• [目的]: 以下の行をすべて、「large boulder」を「big rock」に変え、ほかはそのままにして書き直せ。

• [領域アノテーションのエントリ]:
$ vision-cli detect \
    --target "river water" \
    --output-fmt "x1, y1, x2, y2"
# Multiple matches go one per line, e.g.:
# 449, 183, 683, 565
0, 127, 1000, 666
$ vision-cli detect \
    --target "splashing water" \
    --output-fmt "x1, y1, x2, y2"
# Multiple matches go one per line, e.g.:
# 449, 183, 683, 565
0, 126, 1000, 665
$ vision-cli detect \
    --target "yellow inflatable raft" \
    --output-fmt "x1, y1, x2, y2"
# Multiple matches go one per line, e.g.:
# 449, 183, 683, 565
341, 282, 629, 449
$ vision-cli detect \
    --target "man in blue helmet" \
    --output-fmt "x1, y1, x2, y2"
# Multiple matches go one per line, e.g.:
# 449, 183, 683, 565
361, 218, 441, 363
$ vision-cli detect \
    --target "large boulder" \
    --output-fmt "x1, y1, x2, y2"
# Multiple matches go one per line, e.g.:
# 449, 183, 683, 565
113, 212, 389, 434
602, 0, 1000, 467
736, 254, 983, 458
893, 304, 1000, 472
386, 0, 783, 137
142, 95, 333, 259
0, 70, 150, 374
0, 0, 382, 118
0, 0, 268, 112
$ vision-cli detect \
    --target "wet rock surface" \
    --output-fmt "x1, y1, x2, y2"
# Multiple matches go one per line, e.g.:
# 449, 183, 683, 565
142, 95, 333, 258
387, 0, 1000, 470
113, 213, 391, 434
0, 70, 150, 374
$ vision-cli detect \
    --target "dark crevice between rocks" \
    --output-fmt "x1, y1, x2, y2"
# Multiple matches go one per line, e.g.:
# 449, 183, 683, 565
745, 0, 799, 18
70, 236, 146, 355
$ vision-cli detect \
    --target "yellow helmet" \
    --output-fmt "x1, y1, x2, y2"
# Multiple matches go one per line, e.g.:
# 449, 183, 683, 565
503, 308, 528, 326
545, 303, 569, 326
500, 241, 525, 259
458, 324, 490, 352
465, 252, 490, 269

• [実行結果]:
$ vision-cli detect \
    --target "river water" \
    --output-fmt "x1, y1, x2, y2"
# Multiple matches go one per line, e.g.:
# 449, 183, 683, 565
0, 127, 1000, 666
$ vision-cli detect \
    --target "splashing water" \
    --output-fmt "x1, y1, x2, y2"
# Multiple matches go one per line, e.g.:
# 449, 183, 683, 565
0, 126, 1000, 665
$ vision-cli detect \
    --target "yellow inflatable raft" \
    --output-fmt "x1, y1, x2, y2"
# Multiple matches go one per line, e.g.:
# 449, 183, 683, 565
341, 282, 629, 449
$ vision-cli detect \
    --target "man in blue helmet" \
    --output-fmt "x1, y1, x2, y2"
# Multiple matches go one per line, e.g.:
# 449, 183, 683, 565
361, 218, 441, 363
$ vision-cli detect \
    --target "big rock" \
    --output-fmt "x1, y1, x2, y2"
# Multiple matches go one per line, e.g.:
# 449, 183, 683, 565
113, 212, 389, 434
602, 0, 1000, 467
736, 254, 983, 458
893, 304, 1000, 472
386, 0, 783, 137
142, 95, 333, 259
0, 70, 150, 374
0, 0, 382, 118
0, 0, 268, 112
$ vision-cli detect \
    --target "wet rock surface" \
    --output-fmt "x1, y1, x2, y2"
# Multiple matches go one per line, e.g.:
# 449, 183, 683, 565
142, 95, 333, 258
387, 0, 1000, 470
113, 213, 391, 434
0, 70, 150, 374
$ vision-cli detect \
    --target "dark crevice between rocks" \
    --output-fmt "x1, y1, x2, y2"
# Multiple matches go one per line, e.g.:
# 449, 183, 683, 565
745, 0, 799, 18
70, 236, 146, 355
$ vision-cli detect \
    --target "yellow helmet" \
    --output-fmt "x1, y1, x2, y2"
# Multiple matches go one per line, e.g.:
# 449, 183, 683, 565
503, 308, 528, 326
545, 303, 569, 326
500, 241, 525, 259
458, 324, 490, 352
465, 252, 490, 269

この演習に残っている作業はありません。